<<<<

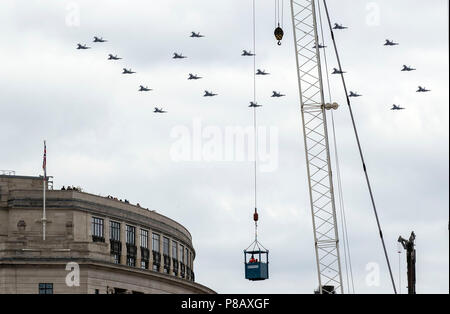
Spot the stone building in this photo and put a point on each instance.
(93, 245)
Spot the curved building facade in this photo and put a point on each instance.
(93, 244)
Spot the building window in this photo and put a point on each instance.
(45, 288)
(97, 230)
(174, 250)
(131, 261)
(116, 245)
(131, 235)
(144, 239)
(166, 246)
(155, 242)
(181, 253)
(115, 231)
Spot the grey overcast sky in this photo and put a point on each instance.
(102, 135)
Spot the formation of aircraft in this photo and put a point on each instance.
(159, 110)
(126, 71)
(423, 90)
(194, 77)
(261, 72)
(99, 40)
(178, 56)
(396, 108)
(196, 35)
(246, 53)
(339, 26)
(277, 94)
(352, 94)
(111, 57)
(209, 94)
(80, 46)
(407, 69)
(144, 89)
(390, 43)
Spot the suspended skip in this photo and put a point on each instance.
(256, 258)
(279, 33)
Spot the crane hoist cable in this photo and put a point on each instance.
(256, 269)
(347, 255)
(360, 148)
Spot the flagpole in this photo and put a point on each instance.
(44, 216)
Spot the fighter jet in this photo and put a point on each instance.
(246, 53)
(125, 71)
(277, 95)
(193, 77)
(407, 69)
(339, 26)
(254, 105)
(111, 57)
(196, 35)
(423, 90)
(80, 46)
(159, 110)
(395, 107)
(144, 89)
(352, 94)
(99, 40)
(390, 43)
(336, 71)
(209, 94)
(261, 72)
(178, 56)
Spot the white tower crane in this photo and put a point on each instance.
(315, 132)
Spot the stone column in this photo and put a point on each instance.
(123, 239)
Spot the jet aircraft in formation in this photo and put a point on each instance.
(277, 94)
(336, 71)
(261, 72)
(196, 35)
(339, 26)
(407, 69)
(193, 77)
(390, 43)
(159, 110)
(423, 90)
(144, 89)
(352, 94)
(178, 56)
(209, 94)
(111, 57)
(246, 53)
(125, 71)
(395, 108)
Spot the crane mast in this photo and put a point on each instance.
(313, 108)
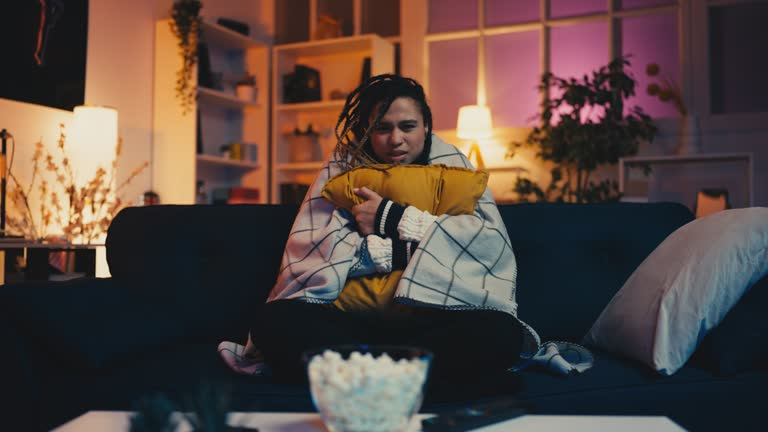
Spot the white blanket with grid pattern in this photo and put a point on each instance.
(462, 262)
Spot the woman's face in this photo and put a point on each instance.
(399, 137)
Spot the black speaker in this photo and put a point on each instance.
(303, 85)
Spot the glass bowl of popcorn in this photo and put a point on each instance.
(366, 387)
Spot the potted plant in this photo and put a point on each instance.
(583, 126)
(665, 89)
(185, 25)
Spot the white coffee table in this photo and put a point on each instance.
(115, 421)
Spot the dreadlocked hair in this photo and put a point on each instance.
(353, 132)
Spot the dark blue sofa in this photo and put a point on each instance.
(187, 277)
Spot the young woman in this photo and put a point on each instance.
(456, 293)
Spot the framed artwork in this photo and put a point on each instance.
(44, 45)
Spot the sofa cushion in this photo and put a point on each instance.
(694, 398)
(438, 189)
(740, 342)
(685, 288)
(210, 267)
(88, 323)
(572, 258)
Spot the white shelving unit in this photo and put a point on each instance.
(185, 151)
(340, 63)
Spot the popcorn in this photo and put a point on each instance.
(364, 393)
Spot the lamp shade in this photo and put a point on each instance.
(474, 122)
(93, 139)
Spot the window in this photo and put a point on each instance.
(736, 59)
(516, 41)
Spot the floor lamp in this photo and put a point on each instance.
(4, 135)
(474, 124)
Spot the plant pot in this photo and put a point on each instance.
(246, 93)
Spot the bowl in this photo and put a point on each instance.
(367, 388)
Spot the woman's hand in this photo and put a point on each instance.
(365, 213)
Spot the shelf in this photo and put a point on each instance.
(301, 166)
(216, 97)
(318, 106)
(335, 46)
(224, 162)
(221, 36)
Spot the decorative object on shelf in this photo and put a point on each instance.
(302, 85)
(366, 72)
(201, 196)
(185, 25)
(236, 151)
(338, 94)
(584, 126)
(224, 151)
(304, 146)
(204, 71)
(4, 136)
(234, 25)
(474, 123)
(668, 91)
(293, 193)
(149, 197)
(236, 195)
(81, 206)
(711, 200)
(245, 88)
(328, 27)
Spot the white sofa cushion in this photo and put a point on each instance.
(684, 288)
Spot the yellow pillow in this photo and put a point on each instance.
(438, 189)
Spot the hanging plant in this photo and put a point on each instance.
(185, 25)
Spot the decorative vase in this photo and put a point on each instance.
(246, 92)
(689, 137)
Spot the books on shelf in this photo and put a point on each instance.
(236, 195)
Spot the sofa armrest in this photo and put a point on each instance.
(87, 323)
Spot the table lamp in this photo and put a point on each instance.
(94, 137)
(474, 124)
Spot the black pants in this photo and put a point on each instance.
(464, 342)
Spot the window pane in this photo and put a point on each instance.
(737, 63)
(652, 39)
(452, 83)
(381, 17)
(338, 10)
(578, 49)
(634, 4)
(513, 67)
(563, 8)
(501, 12)
(449, 15)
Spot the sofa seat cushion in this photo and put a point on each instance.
(685, 288)
(572, 258)
(624, 387)
(88, 323)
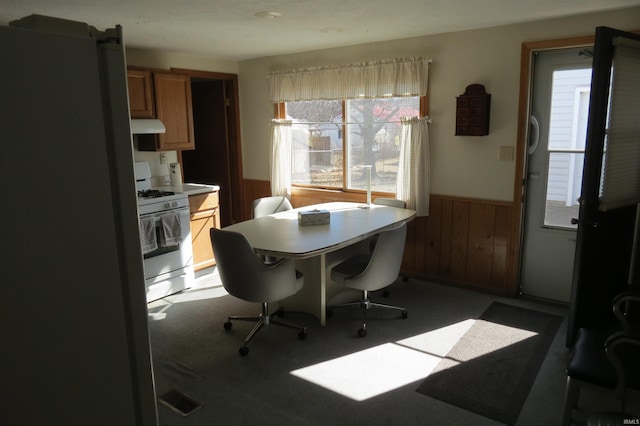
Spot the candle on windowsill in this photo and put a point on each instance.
(368, 184)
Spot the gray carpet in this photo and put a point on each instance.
(332, 377)
(491, 369)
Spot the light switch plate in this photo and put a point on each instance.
(506, 153)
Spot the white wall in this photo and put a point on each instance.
(164, 60)
(461, 166)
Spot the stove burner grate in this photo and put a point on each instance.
(154, 193)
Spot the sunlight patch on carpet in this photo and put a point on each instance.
(370, 372)
(374, 371)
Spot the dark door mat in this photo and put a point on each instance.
(180, 402)
(492, 368)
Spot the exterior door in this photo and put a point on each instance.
(606, 260)
(559, 110)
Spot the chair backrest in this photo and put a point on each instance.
(245, 276)
(385, 261)
(269, 205)
(391, 202)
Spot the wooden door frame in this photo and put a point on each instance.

>>>>

# Aim of the task:
Repeat all the records above exactly, leaving out any pictures.

# Result of this exercise:
Spot the stone building in this photo and put a point on each instance.
(93, 245)
Spot the curved building facade in this photo and put a point on each instance.
(93, 244)
Spot the building window in this photo and put a point on each instance.
(45, 288)
(97, 230)
(174, 250)
(131, 261)
(116, 245)
(131, 235)
(144, 239)
(166, 246)
(155, 242)
(181, 253)
(115, 231)
Spot the grey overcast sky in this photo and put a point on each instance.
(102, 135)
Spot the formation of aircraft in this photo and put a point on each instance.
(159, 110)
(126, 71)
(423, 90)
(194, 77)
(261, 72)
(99, 40)
(178, 56)
(396, 108)
(196, 35)
(246, 53)
(339, 26)
(277, 94)
(352, 94)
(111, 57)
(209, 94)
(80, 46)
(407, 69)
(144, 89)
(390, 43)
Spot the suspended skip in this photo and put a point on each instance.
(256, 258)
(279, 33)
Spot the crane hoist cable in this photo and put a point on each instance.
(256, 269)
(347, 255)
(360, 148)
Spot the flagpole in this photo and put a point on each instance.
(44, 216)
Spot the fighter jet in this photo and put a point on each instance.
(246, 53)
(125, 71)
(277, 95)
(193, 77)
(407, 69)
(339, 26)
(254, 105)
(111, 57)
(196, 35)
(423, 90)
(80, 46)
(159, 110)
(395, 107)
(144, 89)
(352, 94)
(99, 40)
(390, 43)
(336, 71)
(209, 94)
(261, 72)
(178, 56)
Spot the white tower crane in this photo and put a point on each instance.
(315, 132)
Spot the stone column in this photo and put a point on each instance.
(123, 239)
Spot the jet aircraft in formation in this photo and put a point on each instance.
(277, 94)
(336, 71)
(261, 72)
(196, 35)
(339, 26)
(407, 69)
(193, 77)
(390, 43)
(159, 110)
(423, 90)
(144, 89)
(352, 94)
(178, 56)
(209, 94)
(111, 57)
(246, 53)
(125, 71)
(395, 108)
Spot the crane mast in this photo and put a point on each instance.
(313, 108)
Spot the white blanket with grid pattern in this photo and put a point on each instance.
(462, 262)
Spot the woman's face in this photo and put a point on each instance.
(399, 137)
Spot the black speaker in this photo and put a point on each instance.
(303, 85)
Spot the glass bowl of popcorn in this photo and put a point on each instance.
(366, 387)
Spot the potted plant in this photo and put a point on each instance.
(583, 126)
(665, 89)
(185, 25)
Spot the white coffee table in this photo and put a point on each instance.
(115, 421)
Spot the dreadlocked hair in this photo and put a point on each instance.
(353, 132)
Spot the dark blue sofa in this photo and put a point on each instance.
(187, 277)
Spot the young woman in this photo and put a point on each instance.
(456, 293)
Spot the framed artwork in this photo and put a point on each instance.
(44, 45)
Spot the sofa cushion in this photo and put a point on each instance.
(694, 398)
(438, 189)
(740, 342)
(685, 288)
(210, 267)
(88, 323)
(572, 258)
Spot the white shelving unit in this photo and put a point on each instance.
(185, 151)
(340, 63)
Spot the popcorn in this photo and put a point on each instance.
(364, 393)
Spot the lamp shade in this photo and put a point on each instance.
(474, 122)
(93, 139)
Spot the window in this photo and put a point on each instance.
(736, 59)
(516, 41)
Spot the floor lamp in this photo and put a point on each instance.
(4, 135)
(474, 124)
Spot the plant pot in this photo and put a point on each instance.
(246, 93)
Spot the bowl in this photo and put a point on each instance.
(367, 388)
Spot the woman's hand in this photo and put a point on each instance.
(365, 213)
Spot the shelf in this photo and put a point on each instance.
(301, 166)
(216, 97)
(318, 106)
(335, 46)
(224, 162)
(221, 36)
Spot the decorative object on shelf in this photo and put a point on each instance.
(302, 85)
(366, 72)
(201, 196)
(185, 25)
(236, 151)
(338, 94)
(584, 126)
(224, 151)
(304, 146)
(204, 71)
(4, 136)
(234, 25)
(474, 123)
(668, 91)
(293, 193)
(149, 197)
(236, 195)
(81, 206)
(711, 200)
(245, 88)
(328, 27)
Spot the white sofa cushion in this photo and put a point on each instance.
(684, 288)
Spot the yellow pillow in this photo and put a point on each instance.
(438, 189)
Spot the hanging plant in this photo and put a point on each instance.
(185, 25)
Spot the decorative vase in this photo and put a point on each instance.
(246, 92)
(689, 137)
Spot the books on shelf in this photo and put a point on each instance.
(236, 195)
Spot the sofa armrest in this photo and put a point on each instance.
(87, 323)
Spot the table lamp in this photo and put a point on each instance.
(94, 137)
(474, 124)
Spot the black pants in this photo and put a point on each instance.
(464, 342)
Spot the window pane in this photo and put a point on each instance.
(737, 63)
(652, 39)
(452, 83)
(381, 17)
(338, 10)
(578, 49)
(634, 4)
(513, 67)
(563, 8)
(501, 12)
(449, 15)
Spot the sofa seat cushion in this photo and put a point on each instance.
(685, 288)
(572, 258)
(624, 387)
(88, 323)
Spot the candle on windowsill in this photo and put a point on each instance.
(368, 184)
Spot the gray carpet in this photo and put a point on each instance.
(332, 377)
(491, 369)
Spot the light switch plate in this photo and put a point on each instance.
(506, 153)
Spot the white wall in this photo and put a point on each instance.
(164, 60)
(461, 166)
Spot the stove burner grate in this photo and put a point on each instance.
(154, 193)
Spot the sunlight patch on carpet in this photo and put a point on each instance.
(370, 372)
(374, 371)
Spot the dark door mat in this photo and put a point on each instance.
(180, 402)
(492, 368)
Spot the exterior door in this photo and put a point on each instance.
(606, 260)
(559, 110)
Spot the chair backrest in this photo and put a point on each instance.
(245, 276)
(385, 261)
(269, 205)
(391, 202)
Spot the wooden door frame in this photo and put a point on each instance.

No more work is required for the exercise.